──────── Blok Teks

Jakarta – Publish What You Pay (PWYP) Indonesia menggelar focus group discussion (FGD) bertajuk Diskusi Terpumpun “Peluang dan Tantangan Shifting Industri Tambang Batu Bara Indonesia di Tengah Ketidakpastian Pasar Global”. Kegiatan ini dilaksanakan di Jakarta Pusat, Senin, 10 November 2025. Ini merupakan rangkaian dari penelitian dan kajian PWYP Indonesia tentang studi mengenai “Peluang dan Tantangan Transisi Pelaku Usaha Industri Tambang Batubara di Indonesia”.

Koordinator Nasional PWYP Indonesia, Aryanto Nugroho mengatakan, ada banyak tantangan dalam peralihan energi atau transisi energi dari fosil ke energi terbarukan. Pun demikian dalam konteks ekonomi, peralihan dari batubara khususnya ke sektor green industry, juga memiliki banyak tantangan. Aryanto menyadari, batu bara kini masih menjadi salah satu penopang penerimaan negara dan energi Indonesia.

Meski begitu, dorongan global untuk bertransisi dari energi fosil ke energi terbarukan juga menjadi tantangan bagi pelaku usaha, khususnya sektor batubara. Ini salah satu yang menjadi fokus penelitian tersebut.

“Apakah ada alternatif di luar batubara? Apakah ada ruang dan peluang pelaku usaha (batu bara) untuk shifting? Bila ada peluang, kira-kira apa ruang kebijakan untuk mensupport itu dan dimana tantangannya? Pelaku usaha menjadi stakeholder penting (dalam hal shifting batu bara ke green industry),” katanya.

Diskusi dibuka dengan pemaparan tim penulis mengenai studi yang sedang dikembangkan PWYP Indonesia tersebut. Perwakilan dari Direktur Pembinaan Pengusahaan Batubara Direktorat Jenderal (Ditjen) Minerba Kementerian ESDM, Asosiasi Pertambangan Batubara Indonesia (APBI), perwakilan perusahaan batubara dalam naungan APBI, dan Energi Shift Institute hadir sebagai penanggap dari draf studi yang disampaikan tim penulis PWYP Indonesia.

Secara umum, tim penulis menjelaskan, studi ini setidaknya mencakup tiga hal. Pertama, identifikasi peluang potensi bisnis alternatif yang dapat diadopsi pelaku usaha batubara. Kedua, menganalisis tantangan atau hambatan dalam transisi energi serta dampak sosial-ekonomi terhadap peralihan bisnis, dari energi fosil ke energi terbarukan. Ketiga, merumuskan strategi dalam mendukung peluang transisi dan diversifikasi perusahaan tambang batubara.

Batubara memang masih menjadi bagian dari pilar ekonomi. Meski demikian, kontribusi terhadap PDB (Produk Domestik Bruto) melambat sejak 2023 akibat tekanan global dan adanya narasi transisi energi. Permintaan global diproyeksikan akan terus menurun seiring percepatan dekarbonisasi di negara-negara tujuan ekspor atau pasar batu bara Indonesia. Oleh karenanya, diversifikasi menjadi kebutuhan strategis dan keharusan, bukan lagi hanya sebatas pilihan. Di sisi lain, upaya transisi bisnis perlu didukung regulasi yang adil dari pemerintah.

────────────────
──────── Daftar Entri

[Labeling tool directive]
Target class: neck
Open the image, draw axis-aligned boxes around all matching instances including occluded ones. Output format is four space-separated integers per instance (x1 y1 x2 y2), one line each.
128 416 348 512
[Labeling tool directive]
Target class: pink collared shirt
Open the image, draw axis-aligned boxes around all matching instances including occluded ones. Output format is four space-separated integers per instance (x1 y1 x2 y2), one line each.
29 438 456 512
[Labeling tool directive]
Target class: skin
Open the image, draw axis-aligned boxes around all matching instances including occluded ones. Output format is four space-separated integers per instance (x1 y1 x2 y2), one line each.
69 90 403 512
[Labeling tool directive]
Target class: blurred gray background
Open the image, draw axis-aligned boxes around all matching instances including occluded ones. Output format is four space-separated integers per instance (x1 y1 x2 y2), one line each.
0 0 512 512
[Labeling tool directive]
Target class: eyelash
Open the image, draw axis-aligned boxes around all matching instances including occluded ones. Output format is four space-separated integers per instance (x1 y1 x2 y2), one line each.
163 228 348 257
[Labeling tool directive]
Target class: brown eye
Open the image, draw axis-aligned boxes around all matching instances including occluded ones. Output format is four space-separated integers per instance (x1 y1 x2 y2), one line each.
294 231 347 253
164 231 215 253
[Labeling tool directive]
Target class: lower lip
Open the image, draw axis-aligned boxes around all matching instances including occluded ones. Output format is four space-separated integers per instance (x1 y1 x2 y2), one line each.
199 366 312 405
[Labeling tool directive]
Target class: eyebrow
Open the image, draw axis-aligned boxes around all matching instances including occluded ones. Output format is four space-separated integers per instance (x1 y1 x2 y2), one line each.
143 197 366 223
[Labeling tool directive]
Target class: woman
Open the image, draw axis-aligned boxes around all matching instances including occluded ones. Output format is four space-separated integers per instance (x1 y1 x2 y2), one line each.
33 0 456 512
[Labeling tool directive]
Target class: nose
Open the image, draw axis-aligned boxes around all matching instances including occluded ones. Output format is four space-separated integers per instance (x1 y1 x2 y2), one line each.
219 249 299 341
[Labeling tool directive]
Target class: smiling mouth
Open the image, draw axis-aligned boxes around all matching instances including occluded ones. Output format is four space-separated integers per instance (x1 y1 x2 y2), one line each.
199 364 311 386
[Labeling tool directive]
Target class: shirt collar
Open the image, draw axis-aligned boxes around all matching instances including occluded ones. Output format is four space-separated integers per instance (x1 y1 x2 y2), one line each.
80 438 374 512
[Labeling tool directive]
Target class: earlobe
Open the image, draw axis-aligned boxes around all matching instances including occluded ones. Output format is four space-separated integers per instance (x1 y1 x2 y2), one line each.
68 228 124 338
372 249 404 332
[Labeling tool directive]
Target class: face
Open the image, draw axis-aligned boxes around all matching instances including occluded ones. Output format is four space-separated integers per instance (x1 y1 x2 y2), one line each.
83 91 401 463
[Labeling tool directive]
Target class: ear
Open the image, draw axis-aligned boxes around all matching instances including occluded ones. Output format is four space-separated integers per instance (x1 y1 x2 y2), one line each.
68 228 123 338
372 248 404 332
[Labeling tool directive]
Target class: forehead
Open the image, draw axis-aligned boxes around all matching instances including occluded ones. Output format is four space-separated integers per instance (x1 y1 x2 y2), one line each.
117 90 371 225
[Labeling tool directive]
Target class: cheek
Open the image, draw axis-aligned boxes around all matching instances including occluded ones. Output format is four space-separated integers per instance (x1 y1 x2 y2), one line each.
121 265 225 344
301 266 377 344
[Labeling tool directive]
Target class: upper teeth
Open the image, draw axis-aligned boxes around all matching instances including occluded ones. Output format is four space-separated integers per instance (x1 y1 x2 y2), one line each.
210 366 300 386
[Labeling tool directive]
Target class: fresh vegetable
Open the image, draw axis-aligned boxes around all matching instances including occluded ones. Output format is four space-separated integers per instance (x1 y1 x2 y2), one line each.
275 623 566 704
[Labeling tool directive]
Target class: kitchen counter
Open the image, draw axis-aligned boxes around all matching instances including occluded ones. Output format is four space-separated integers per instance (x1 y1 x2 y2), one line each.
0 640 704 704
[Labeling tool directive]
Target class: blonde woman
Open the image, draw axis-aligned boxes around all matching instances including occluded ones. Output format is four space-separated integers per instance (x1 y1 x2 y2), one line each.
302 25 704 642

────────────────

Daftar Permintaan:
(A) Perbarui bagian artikel mengenai diskusi PWYP Indonesia dari "Secara umum, tim" sampai "perusahaan tambang batubara." dengan mengganti "bisnis alternatif" menjadi "usaha alternatif".
(B) Jawablah pertanyaan berikut berdasarkan artikel mengenai diskusi PWYP Indonesia.
(i) Kapan dan di mana diskusi terpumpun tersebut dilaksanakan?
(ii) Siapa yang menjabat sebagai Koordinator Nasional PWYP Indonesia?
(iii) Sejak tahun berapa kontribusi batubara terhadap PDB melambat?
(C) Lanjutkan artikel mengenai diskusi PWYP Indonesia tentang peralihan industri tambang batubara mulai dari bagian terakhirnya.
Entri-entri tersebut tidak berkaitan dengan artikel.

Tanggapan:
(A)
Secara umum, tim penulis menjelaskan, studi ini setidaknya mencakup tiga hal. Pertama, identifikasi peluang potensi usaha alternatif yang dapat diadopsi pelaku usaha batubara. Kedua, menganalisis tantangan atau hambatan dalam transisi energi serta dampak sosial-ekonomi terhadap peralihan bisnis, dari energi fosil ke energi terbarukan. Ketiga, merumuskan strategi dalam mendukung peluang transisi dan diversifikasi perusahaan tambang batubara.

(B)
(i) Senin, 10 November 2025, di Jakarta Pusat.
(ii) Aryanto Nugroho.
(iii) Sejak 2023.

(C)
Menanggapi gambaran umum studi tersebut, Ayi Ruhiat, Koordinator Hubungan Komersial Batubara Ditjen Minerba, KESDM, membenarkan belum adanya kebijakan yang fokus pada transisi energi, khususnya berkaitan dengan peralihan atau shifting bisnis batubara. Sejauh ini, kebijakan yang ada mengenai pengembangan pemanfaatan batubara sebagai sumber energi baru, seperti gasifikasi batu bara atau DME.

Namun, kata Ayi, bukan berarti sektor batu bara tidak tersinkronkan dengan pengembangan aspek sosial-ekonomi dan lingkungan. Seperti program Pengembangan dan Pemberdayaan Masyarakat (PPM). Perusahaan memiliki kewajiban menyusun program induk PPM, yang kemudian disinkronkan dengan rencana pembangunan daerah tambang bersangkutan. “Pemerintah lebih cenderung agar bagaimana masyarakat, ketika tambang tutup nanti bisa konsisten punya kemandirian. Makanya di PPM harus punya program unggulan,” ujarnya.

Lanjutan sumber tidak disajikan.